(TASK DESCRIPTION) Output each entry exactly; skip nothing.
╭──
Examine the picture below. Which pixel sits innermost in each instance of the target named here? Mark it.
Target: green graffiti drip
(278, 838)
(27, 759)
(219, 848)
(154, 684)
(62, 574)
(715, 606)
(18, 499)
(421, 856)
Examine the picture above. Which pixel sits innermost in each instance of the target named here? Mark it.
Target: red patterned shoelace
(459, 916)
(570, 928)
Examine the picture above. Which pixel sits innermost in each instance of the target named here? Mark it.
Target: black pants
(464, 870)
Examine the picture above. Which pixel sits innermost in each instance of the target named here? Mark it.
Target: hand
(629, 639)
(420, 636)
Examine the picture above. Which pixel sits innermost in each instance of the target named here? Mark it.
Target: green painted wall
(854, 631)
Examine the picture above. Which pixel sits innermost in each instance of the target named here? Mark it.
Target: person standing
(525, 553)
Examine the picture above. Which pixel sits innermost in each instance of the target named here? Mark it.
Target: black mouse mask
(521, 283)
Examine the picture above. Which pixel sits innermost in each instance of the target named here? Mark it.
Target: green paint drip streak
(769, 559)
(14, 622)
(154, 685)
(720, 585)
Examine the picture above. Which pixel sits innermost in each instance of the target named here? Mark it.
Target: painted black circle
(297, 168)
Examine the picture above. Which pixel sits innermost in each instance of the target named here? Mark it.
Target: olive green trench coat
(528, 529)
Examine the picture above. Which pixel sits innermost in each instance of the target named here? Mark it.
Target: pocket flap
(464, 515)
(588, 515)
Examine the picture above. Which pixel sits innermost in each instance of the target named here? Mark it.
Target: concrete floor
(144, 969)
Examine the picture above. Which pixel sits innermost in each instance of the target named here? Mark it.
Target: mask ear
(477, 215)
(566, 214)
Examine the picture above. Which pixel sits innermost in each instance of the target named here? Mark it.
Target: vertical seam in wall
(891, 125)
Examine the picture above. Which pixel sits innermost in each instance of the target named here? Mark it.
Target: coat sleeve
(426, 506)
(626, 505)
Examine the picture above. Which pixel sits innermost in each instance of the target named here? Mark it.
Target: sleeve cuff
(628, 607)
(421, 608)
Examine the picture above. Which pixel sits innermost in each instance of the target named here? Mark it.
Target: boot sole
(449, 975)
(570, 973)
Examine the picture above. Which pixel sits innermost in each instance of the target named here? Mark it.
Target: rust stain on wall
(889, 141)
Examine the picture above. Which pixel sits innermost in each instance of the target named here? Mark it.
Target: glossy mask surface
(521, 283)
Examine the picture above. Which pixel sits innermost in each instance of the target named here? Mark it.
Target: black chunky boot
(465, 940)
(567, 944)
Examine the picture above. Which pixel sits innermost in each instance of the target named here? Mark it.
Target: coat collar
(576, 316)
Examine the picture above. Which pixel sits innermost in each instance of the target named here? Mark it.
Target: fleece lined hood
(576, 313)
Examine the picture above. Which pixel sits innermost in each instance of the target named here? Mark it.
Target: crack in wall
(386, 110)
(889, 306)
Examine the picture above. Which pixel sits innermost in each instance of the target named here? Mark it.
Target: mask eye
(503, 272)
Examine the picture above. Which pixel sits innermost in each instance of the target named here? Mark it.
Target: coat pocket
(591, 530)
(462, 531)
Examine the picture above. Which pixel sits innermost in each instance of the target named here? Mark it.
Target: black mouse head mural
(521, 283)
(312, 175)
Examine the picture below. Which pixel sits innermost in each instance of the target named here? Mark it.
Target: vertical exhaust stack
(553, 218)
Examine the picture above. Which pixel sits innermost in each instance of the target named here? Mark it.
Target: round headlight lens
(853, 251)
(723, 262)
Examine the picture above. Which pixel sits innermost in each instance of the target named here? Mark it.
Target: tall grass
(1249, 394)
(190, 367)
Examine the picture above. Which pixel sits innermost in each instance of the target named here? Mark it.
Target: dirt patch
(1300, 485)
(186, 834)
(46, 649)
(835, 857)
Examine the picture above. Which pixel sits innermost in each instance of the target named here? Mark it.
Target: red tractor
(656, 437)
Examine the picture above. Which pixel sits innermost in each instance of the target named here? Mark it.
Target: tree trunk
╰──
(RESULT OF THE EXERCISE)
Examine the picture below. Which pixel sits innermost in each instance of the target named here? Mark it.
Target: green graffiti drip
(278, 838)
(27, 759)
(219, 848)
(154, 684)
(62, 574)
(715, 606)
(18, 499)
(421, 856)
Examine the picture above. Which pixel sits innermost in each instance of the target named here? Mark it.
Target: red patterned shoelace
(459, 916)
(570, 928)
Examine the picture above. Which pixel sits innermost in each instance of the target named here? Mark it.
Target: black pants
(464, 870)
Examine the picture above. Which pixel sits innermost in each instance of the target named here? Mark it.
Target: hand
(629, 639)
(420, 636)
Examine the picture above. Which pixel sits innermost in each instance of the target named here? Mark it.
Target: green painted wall
(854, 631)
Examine the picture above. Which pixel sits innermost in each instance of the target named here? Mark it.
Target: person standing
(525, 553)
Examine the picture above. Which pixel sits innermost in each instance of the target named here? Mark it.
Target: black mouse mask
(521, 283)
Examine the picture above. Which pixel sits innermost in each instance of the target named here? Mark it.
Target: green paint drip streak
(769, 559)
(14, 622)
(154, 685)
(720, 585)
Examine the picture above. Which pixel sits innermost in each instance of the target named here? Mark it.
Target: painted black circle
(297, 168)
Examine the picture above. Which pixel sits innermost in each instance of the target named here? Mark it.
Target: olive green trench coat
(528, 529)
Examine the picture above. Which pixel sits innermost in each instance of the target named here? Mark it.
Target: pocket flap
(464, 515)
(588, 515)
Examine the picture above. Which pixel sits innermost in each instance of the target named here? Mark it.
Target: concrete floor
(144, 969)
Examine the picture above. Which pixel sits innermost in each instance of the target named here? Mark it.
Target: mask ear
(477, 215)
(566, 214)
Examine the picture above. Which pixel sits innermost in each instance of the target named here? Mark it.
Target: vertical seam in wall
(891, 125)
Examine the picture above. Which pixel sits innermost in each instance of the target named here? Mark it.
Target: coat sleeve
(426, 506)
(626, 505)
Examine the picture above. Which pixel sits innermost in each instance of the target named here? Mark it.
Target: sleeve cuff
(628, 607)
(421, 608)
Examine the picture above. Which pixel sits innermost in each instance of the target named here? Mark it.
Target: boot sole
(449, 975)
(570, 973)
Examine the picture above. Which pixel sits innermost in each instance of the target named here? Mark it.
Target: rust stain on wall
(889, 141)
Examine the picture above. Which pixel sits innermost in each instance of the target named here? Mark it.
Target: glossy mask surface
(521, 283)
Examine the picture above. Which pixel sits innermost in each instance of the target named here? Mark it.
Target: black chunky boot
(465, 940)
(567, 944)
Examine the picture above. Which pixel sits innermost in each instance of the target named here? Mark it.
Target: coat collar
(576, 316)
Examine the picture above. Which pixel sits innermost in each instance of the target named here? Mark it.
Target: fleece lined hood
(576, 313)
Examine the picture above. Which pixel sits innermost in each instance of the target named here? Mark it.
Target: crack in wall
(386, 110)
(889, 306)
Examine the picture above. Which pixel sits innermost in each instance of the target named here? Mark it.
Target: mask eye
(503, 272)
Examine the picture above. Which pixel sits innermost in each instance of the target named here? Mark it.
Target: coat pocket
(591, 530)
(462, 531)
Examine the picture above. Which pixel sits innermost in each instance of the target named here? Mark it.
Target: black mouse head mural
(521, 283)
(312, 175)
Examine the picture below. Which pixel sits innermost in each instance of the target named here? Mark it.
Target: vertical exhaust stack
(553, 218)
Examine the picture above. Which pixel sits innermost in each instance of the target named here? Mark it.
Target: round headlight lens
(853, 251)
(723, 262)
Examine the picture above. Which pixel sits innermost in each instance of the target named here? Mark it.
Target: tall grass
(1249, 394)
(190, 367)
Examine the picture above. Which pixel sits innermost in each instance of the target named here? Mark it.
Target: dirt patch
(1300, 485)
(186, 834)
(46, 649)
(835, 857)
Examine the picture above. Which pixel sits innermost in each instance of the target named here? Mark it.
Target: red tractor
(656, 437)
Examine the picture above. Which pixel sits innermost in each instance of the target named here? Mark it.
Target: tree trunk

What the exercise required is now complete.